=== Data ===

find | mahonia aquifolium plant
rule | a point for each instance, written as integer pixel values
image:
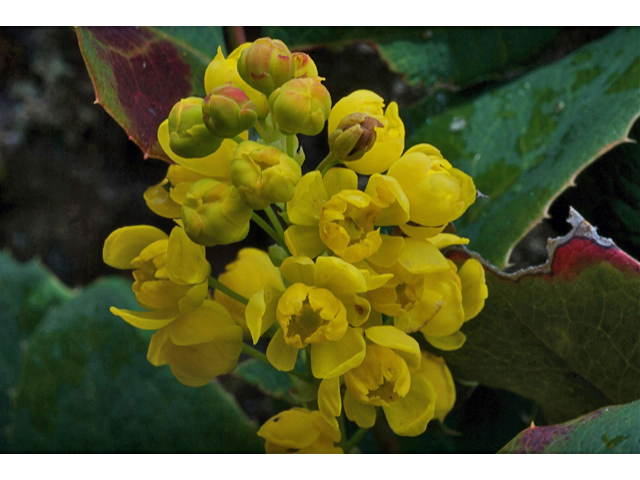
(349, 279)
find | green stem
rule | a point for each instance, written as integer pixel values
(290, 148)
(275, 221)
(328, 162)
(215, 283)
(262, 132)
(355, 440)
(267, 228)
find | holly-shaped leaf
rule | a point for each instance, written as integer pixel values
(86, 386)
(614, 429)
(565, 334)
(139, 73)
(525, 143)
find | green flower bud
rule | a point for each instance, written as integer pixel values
(266, 65)
(188, 135)
(214, 214)
(301, 105)
(304, 66)
(354, 136)
(228, 111)
(263, 174)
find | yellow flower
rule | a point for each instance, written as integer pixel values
(224, 70)
(170, 273)
(249, 273)
(263, 174)
(217, 165)
(214, 214)
(435, 371)
(384, 380)
(331, 212)
(438, 193)
(320, 309)
(301, 105)
(299, 430)
(198, 346)
(390, 137)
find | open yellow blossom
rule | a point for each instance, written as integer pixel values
(384, 380)
(170, 273)
(198, 346)
(223, 70)
(299, 430)
(250, 272)
(390, 137)
(438, 193)
(435, 371)
(331, 212)
(320, 308)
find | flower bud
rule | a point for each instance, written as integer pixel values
(263, 174)
(301, 105)
(228, 111)
(188, 135)
(304, 66)
(266, 65)
(214, 214)
(354, 136)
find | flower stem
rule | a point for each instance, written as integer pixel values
(215, 283)
(328, 162)
(267, 228)
(353, 441)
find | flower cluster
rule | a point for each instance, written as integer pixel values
(355, 282)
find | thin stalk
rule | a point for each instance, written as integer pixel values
(355, 440)
(275, 221)
(267, 228)
(328, 162)
(215, 283)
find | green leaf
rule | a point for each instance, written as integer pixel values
(524, 143)
(614, 429)
(139, 73)
(566, 334)
(27, 292)
(429, 56)
(85, 385)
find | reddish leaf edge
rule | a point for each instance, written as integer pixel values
(568, 255)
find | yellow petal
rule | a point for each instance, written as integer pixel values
(125, 244)
(448, 343)
(363, 415)
(186, 261)
(400, 342)
(306, 205)
(332, 359)
(260, 313)
(303, 240)
(339, 179)
(147, 320)
(329, 401)
(474, 288)
(282, 356)
(339, 276)
(408, 416)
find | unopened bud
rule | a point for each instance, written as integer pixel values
(354, 136)
(214, 214)
(266, 65)
(304, 66)
(263, 174)
(188, 135)
(228, 111)
(301, 105)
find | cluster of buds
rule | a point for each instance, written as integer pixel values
(355, 285)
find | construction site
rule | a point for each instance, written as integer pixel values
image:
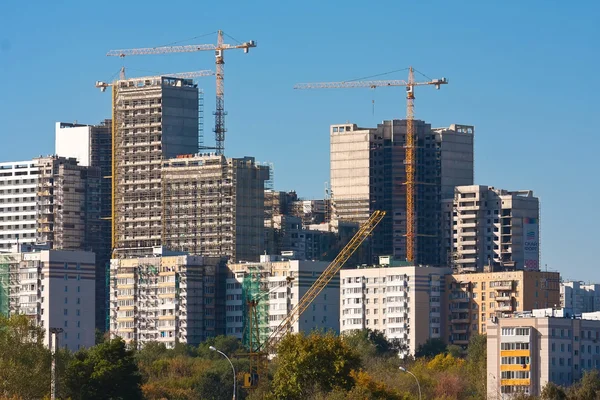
(214, 205)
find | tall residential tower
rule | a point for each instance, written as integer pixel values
(368, 173)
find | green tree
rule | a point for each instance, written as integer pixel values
(105, 371)
(553, 392)
(477, 364)
(24, 360)
(431, 348)
(307, 364)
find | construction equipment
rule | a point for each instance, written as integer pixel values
(219, 48)
(410, 157)
(258, 358)
(182, 75)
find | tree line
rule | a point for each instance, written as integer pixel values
(314, 366)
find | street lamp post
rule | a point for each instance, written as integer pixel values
(213, 348)
(53, 348)
(413, 375)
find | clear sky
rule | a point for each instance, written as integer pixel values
(524, 73)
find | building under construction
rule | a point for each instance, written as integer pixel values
(368, 172)
(68, 212)
(214, 206)
(155, 118)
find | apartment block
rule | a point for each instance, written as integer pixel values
(495, 228)
(155, 119)
(528, 350)
(167, 298)
(214, 206)
(473, 299)
(368, 173)
(18, 206)
(278, 284)
(55, 288)
(403, 302)
(91, 146)
(580, 297)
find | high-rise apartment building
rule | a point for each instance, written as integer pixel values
(492, 227)
(55, 288)
(214, 206)
(402, 302)
(68, 212)
(368, 173)
(166, 298)
(278, 284)
(580, 297)
(155, 118)
(474, 299)
(18, 206)
(91, 145)
(529, 350)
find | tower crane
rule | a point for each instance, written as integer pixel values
(258, 357)
(410, 157)
(219, 48)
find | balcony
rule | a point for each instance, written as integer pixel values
(502, 285)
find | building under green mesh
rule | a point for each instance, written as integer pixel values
(253, 289)
(5, 262)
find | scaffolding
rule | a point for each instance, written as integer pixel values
(255, 309)
(141, 109)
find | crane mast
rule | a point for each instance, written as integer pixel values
(219, 48)
(410, 145)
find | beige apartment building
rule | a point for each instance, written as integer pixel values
(402, 302)
(166, 298)
(475, 298)
(528, 350)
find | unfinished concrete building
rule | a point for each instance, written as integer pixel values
(68, 212)
(493, 228)
(214, 206)
(155, 118)
(368, 173)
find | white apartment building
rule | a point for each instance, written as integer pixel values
(580, 297)
(18, 183)
(403, 302)
(55, 288)
(278, 284)
(492, 227)
(528, 350)
(165, 298)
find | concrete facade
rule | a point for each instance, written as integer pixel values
(18, 206)
(91, 145)
(156, 118)
(473, 299)
(55, 288)
(214, 206)
(368, 173)
(526, 351)
(402, 302)
(492, 227)
(580, 297)
(166, 298)
(281, 284)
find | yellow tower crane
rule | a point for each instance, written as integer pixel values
(410, 157)
(219, 48)
(260, 353)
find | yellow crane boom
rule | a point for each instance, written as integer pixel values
(218, 48)
(410, 157)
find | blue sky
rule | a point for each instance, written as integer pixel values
(524, 73)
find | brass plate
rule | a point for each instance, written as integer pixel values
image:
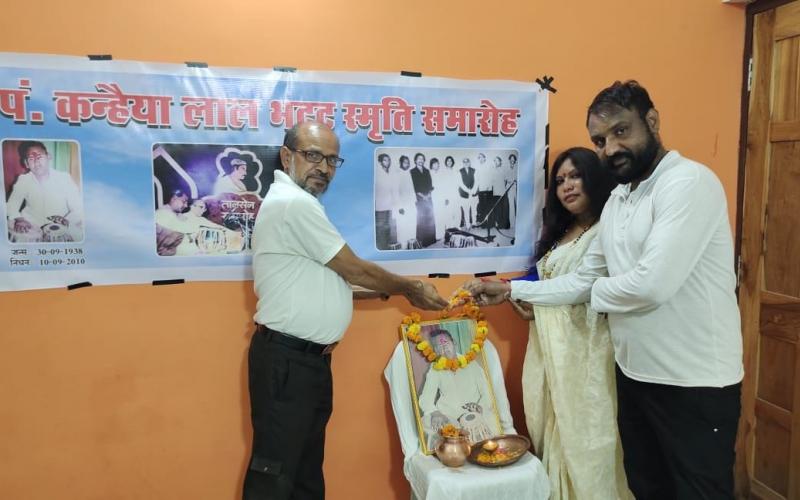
(510, 447)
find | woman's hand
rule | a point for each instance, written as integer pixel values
(488, 292)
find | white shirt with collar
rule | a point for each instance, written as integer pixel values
(662, 268)
(292, 241)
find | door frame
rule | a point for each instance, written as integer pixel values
(744, 442)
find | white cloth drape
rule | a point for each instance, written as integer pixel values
(429, 479)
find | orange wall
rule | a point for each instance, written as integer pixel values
(139, 392)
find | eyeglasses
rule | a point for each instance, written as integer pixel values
(317, 157)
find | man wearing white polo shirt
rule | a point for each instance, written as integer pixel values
(302, 272)
(662, 268)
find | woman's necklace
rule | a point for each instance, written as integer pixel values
(547, 273)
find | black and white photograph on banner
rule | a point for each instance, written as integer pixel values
(44, 201)
(207, 196)
(428, 198)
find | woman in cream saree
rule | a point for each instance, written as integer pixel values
(568, 382)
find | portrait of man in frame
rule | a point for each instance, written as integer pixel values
(462, 397)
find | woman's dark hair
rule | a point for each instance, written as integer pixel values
(597, 184)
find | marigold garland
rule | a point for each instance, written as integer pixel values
(469, 310)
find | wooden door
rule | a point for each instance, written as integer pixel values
(769, 294)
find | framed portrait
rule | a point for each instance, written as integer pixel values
(462, 396)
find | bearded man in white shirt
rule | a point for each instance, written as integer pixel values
(661, 267)
(299, 258)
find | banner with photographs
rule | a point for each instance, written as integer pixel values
(121, 172)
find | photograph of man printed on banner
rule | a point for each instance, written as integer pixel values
(44, 200)
(444, 198)
(462, 397)
(207, 196)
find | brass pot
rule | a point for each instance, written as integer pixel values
(453, 451)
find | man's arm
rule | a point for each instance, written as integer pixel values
(360, 272)
(572, 288)
(686, 215)
(14, 203)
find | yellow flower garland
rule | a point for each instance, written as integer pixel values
(469, 310)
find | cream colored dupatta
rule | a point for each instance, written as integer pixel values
(569, 392)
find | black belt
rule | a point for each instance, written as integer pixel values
(295, 343)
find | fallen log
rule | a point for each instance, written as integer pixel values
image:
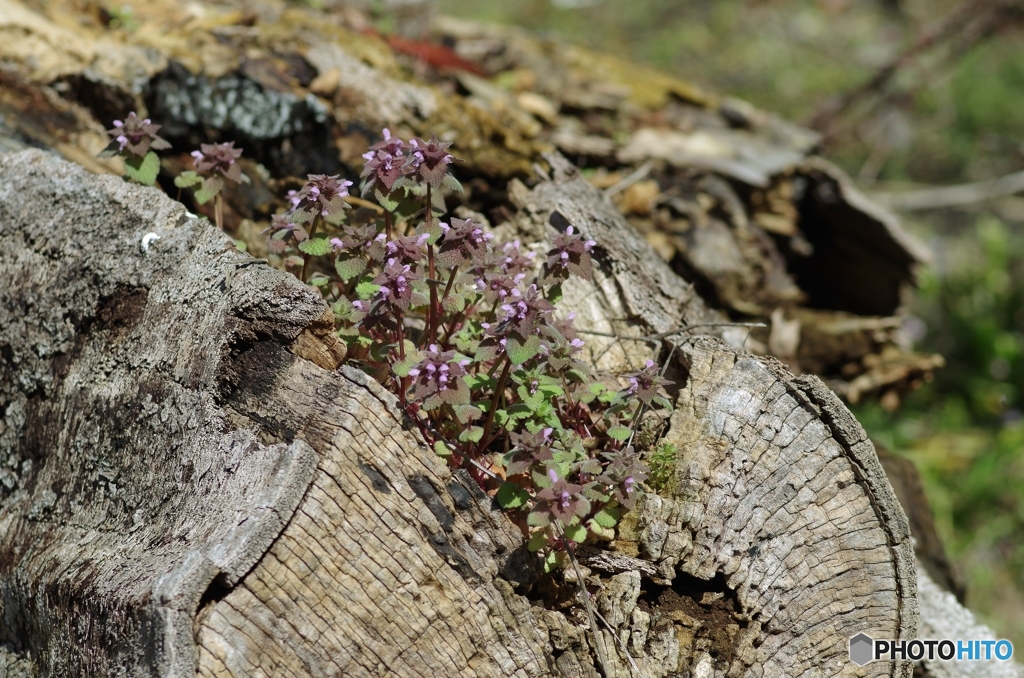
(186, 492)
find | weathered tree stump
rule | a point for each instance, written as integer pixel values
(189, 486)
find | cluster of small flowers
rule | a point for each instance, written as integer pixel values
(453, 355)
(440, 350)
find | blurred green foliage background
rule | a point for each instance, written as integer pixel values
(951, 113)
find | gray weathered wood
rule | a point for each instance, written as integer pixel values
(189, 486)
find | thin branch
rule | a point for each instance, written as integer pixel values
(958, 196)
(638, 174)
(965, 27)
(621, 644)
(598, 641)
(664, 335)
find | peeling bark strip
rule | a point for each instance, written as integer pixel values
(187, 486)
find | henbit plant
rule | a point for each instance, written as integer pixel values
(135, 140)
(214, 163)
(464, 331)
(467, 334)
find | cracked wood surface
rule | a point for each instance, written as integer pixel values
(185, 489)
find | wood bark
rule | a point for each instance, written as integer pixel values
(189, 488)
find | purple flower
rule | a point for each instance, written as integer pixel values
(408, 249)
(439, 379)
(464, 241)
(623, 474)
(429, 160)
(384, 162)
(524, 311)
(215, 159)
(135, 136)
(528, 449)
(644, 383)
(514, 261)
(322, 194)
(561, 501)
(396, 284)
(282, 229)
(569, 254)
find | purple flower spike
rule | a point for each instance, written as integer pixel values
(644, 384)
(136, 137)
(464, 242)
(569, 254)
(439, 379)
(324, 195)
(428, 161)
(215, 159)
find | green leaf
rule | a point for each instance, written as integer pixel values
(385, 200)
(454, 303)
(554, 560)
(320, 280)
(538, 541)
(366, 289)
(349, 267)
(511, 496)
(210, 188)
(471, 434)
(452, 183)
(662, 401)
(606, 517)
(577, 533)
(519, 352)
(142, 170)
(441, 449)
(401, 368)
(538, 519)
(316, 247)
(186, 178)
(434, 230)
(620, 433)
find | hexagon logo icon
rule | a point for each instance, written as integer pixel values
(861, 648)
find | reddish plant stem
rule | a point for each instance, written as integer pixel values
(484, 440)
(218, 212)
(432, 312)
(448, 288)
(305, 256)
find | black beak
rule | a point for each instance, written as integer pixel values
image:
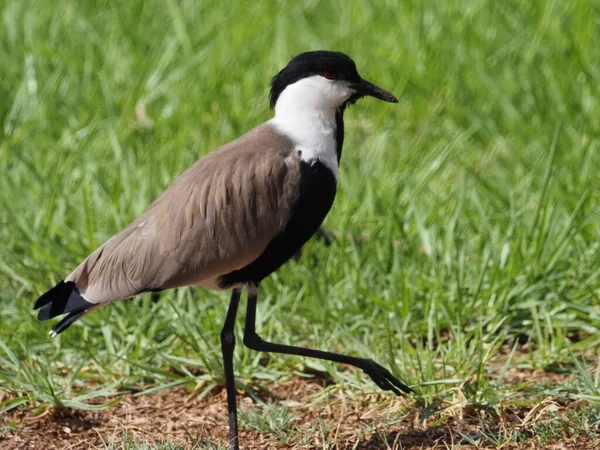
(365, 87)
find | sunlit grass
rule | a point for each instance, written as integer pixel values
(478, 192)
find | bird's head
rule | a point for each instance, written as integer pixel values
(322, 80)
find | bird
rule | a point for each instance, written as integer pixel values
(236, 216)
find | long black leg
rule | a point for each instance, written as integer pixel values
(227, 346)
(379, 374)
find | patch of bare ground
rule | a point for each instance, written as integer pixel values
(316, 418)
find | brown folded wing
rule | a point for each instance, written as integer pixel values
(218, 216)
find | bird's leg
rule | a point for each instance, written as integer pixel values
(227, 346)
(379, 374)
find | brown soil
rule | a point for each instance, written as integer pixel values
(320, 418)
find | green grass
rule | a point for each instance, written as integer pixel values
(479, 191)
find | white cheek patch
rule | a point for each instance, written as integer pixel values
(305, 113)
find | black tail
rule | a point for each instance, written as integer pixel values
(62, 299)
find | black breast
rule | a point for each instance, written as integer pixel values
(315, 197)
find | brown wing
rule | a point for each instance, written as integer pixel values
(218, 216)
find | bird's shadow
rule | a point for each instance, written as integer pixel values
(408, 439)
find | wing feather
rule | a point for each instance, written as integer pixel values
(218, 216)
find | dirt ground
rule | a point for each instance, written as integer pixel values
(349, 421)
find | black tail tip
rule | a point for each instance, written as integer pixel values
(62, 290)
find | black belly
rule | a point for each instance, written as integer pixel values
(317, 191)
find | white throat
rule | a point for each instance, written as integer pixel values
(305, 112)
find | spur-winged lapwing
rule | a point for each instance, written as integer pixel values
(236, 215)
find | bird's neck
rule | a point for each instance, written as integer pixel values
(314, 131)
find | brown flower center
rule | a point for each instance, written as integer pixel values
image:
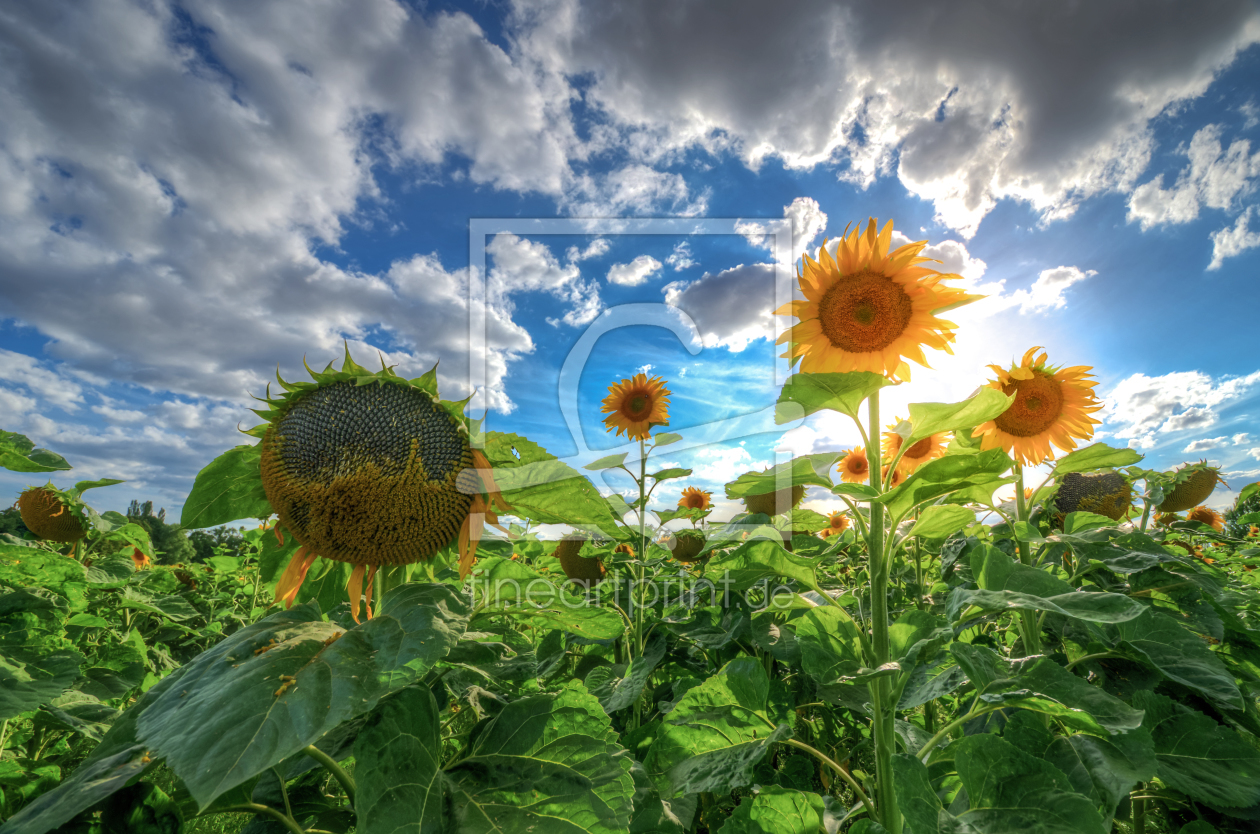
(1038, 403)
(864, 313)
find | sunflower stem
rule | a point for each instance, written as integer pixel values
(885, 711)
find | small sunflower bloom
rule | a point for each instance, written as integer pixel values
(696, 499)
(870, 309)
(854, 468)
(1052, 406)
(635, 405)
(836, 524)
(920, 452)
(1206, 515)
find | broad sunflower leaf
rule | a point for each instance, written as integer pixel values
(931, 418)
(804, 394)
(1042, 685)
(19, 454)
(717, 732)
(547, 762)
(228, 489)
(941, 520)
(1181, 656)
(542, 489)
(37, 662)
(943, 476)
(277, 685)
(776, 810)
(1198, 756)
(807, 470)
(1096, 456)
(1011, 790)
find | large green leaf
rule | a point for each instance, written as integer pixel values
(930, 418)
(232, 716)
(1011, 790)
(37, 662)
(943, 476)
(804, 394)
(776, 810)
(717, 732)
(543, 489)
(544, 764)
(228, 489)
(19, 455)
(1198, 756)
(1096, 456)
(1181, 656)
(1042, 685)
(807, 470)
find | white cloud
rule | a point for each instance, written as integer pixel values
(1139, 406)
(635, 272)
(1235, 239)
(1215, 178)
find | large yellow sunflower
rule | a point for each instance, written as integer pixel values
(927, 449)
(696, 499)
(634, 406)
(1052, 407)
(868, 309)
(854, 468)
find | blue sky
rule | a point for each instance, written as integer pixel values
(194, 194)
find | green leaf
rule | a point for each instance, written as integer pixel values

===

[Exercise aim]:
Take the line that contains "find | spur-winged lapwing" and every line after it up to the end of the records above, and restate them exactly, without the pictures.

[Exercise output]:
find | spur-winged lapwing
rule | a point for each instance, written as integer pixel values
(236, 215)
find | bird's neck
rule | a point for each instance, written as integer pixel values
(314, 131)
find | brown flower center
rule | a point for each instance, written as integer pixel values
image:
(1038, 403)
(864, 313)
find | sunflower stem
rule | a point for each instance, written as integer pixel values
(885, 711)
find | small sunflower bloom
rule | a point for each instance, written as integer pixel values
(696, 499)
(870, 309)
(854, 468)
(1052, 406)
(635, 405)
(836, 524)
(920, 452)
(1206, 515)
find | broad sunflower leaf
rule | a point for each instance, written as integer pixel values
(931, 418)
(804, 394)
(1042, 685)
(19, 454)
(717, 732)
(547, 762)
(228, 489)
(941, 520)
(1181, 656)
(542, 489)
(37, 662)
(943, 476)
(277, 685)
(776, 810)
(1198, 756)
(807, 470)
(1096, 456)
(1011, 790)
find | large green leaf
rule | a point for each instance, written as integer pixel values
(930, 418)
(232, 716)
(1011, 790)
(37, 662)
(943, 476)
(804, 394)
(776, 810)
(717, 732)
(543, 489)
(544, 764)
(228, 489)
(19, 455)
(1198, 756)
(1096, 456)
(1181, 656)
(1042, 685)
(807, 470)
find | white cloud
rule | a point for each instance, written as integer pixel values
(1139, 406)
(635, 272)
(1235, 239)
(1215, 178)
find | large yellow sunflower
rule | a point for each instance, written as integer pixel values
(927, 449)
(696, 499)
(634, 406)
(1052, 407)
(868, 309)
(854, 468)
find | blue sky
rule | a point for each instance, written as integer pixel values
(194, 194)
find | green leaf
rule | a point for each instance, written as integer pixel values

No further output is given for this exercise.